Prompt: Below are entries; count the lines among them that contain the word "leaf", and give only the count.

--- START ---

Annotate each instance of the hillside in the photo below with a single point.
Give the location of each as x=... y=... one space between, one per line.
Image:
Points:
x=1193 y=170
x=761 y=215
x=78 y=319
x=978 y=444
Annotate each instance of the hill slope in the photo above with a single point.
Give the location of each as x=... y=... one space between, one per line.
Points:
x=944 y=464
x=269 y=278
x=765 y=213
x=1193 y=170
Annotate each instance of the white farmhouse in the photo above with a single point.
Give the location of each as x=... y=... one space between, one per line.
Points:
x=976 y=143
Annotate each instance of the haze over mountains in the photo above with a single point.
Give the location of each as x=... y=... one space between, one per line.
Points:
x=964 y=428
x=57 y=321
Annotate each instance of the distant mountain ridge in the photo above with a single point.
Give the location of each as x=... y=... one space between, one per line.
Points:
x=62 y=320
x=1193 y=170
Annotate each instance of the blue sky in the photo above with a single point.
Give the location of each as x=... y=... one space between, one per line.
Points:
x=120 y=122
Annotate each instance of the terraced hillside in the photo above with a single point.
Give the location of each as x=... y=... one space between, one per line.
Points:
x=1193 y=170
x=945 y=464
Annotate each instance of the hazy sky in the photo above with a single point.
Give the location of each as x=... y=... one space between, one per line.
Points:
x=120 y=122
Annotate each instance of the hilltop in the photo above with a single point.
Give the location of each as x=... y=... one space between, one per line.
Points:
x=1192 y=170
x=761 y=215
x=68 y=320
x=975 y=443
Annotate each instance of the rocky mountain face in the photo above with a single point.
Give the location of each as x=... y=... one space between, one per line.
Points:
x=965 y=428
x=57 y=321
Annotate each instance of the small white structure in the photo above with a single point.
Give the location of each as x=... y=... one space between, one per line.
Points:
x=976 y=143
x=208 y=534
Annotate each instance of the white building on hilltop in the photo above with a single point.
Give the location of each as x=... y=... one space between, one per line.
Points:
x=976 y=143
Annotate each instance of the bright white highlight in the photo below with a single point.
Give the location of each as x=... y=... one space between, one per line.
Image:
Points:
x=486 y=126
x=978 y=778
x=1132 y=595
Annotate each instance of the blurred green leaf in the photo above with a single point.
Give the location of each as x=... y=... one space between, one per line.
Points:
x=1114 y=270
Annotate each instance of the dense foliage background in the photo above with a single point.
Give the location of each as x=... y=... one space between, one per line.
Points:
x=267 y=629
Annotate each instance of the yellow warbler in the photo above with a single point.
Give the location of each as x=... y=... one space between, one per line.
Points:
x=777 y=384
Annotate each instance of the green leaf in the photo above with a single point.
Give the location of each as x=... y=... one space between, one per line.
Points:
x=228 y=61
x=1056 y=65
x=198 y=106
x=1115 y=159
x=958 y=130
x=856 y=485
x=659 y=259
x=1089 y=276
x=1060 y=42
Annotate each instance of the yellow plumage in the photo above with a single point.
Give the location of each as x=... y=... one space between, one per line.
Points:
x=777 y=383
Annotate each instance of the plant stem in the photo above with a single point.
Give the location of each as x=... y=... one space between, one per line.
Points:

--- END ---

Written answer: 2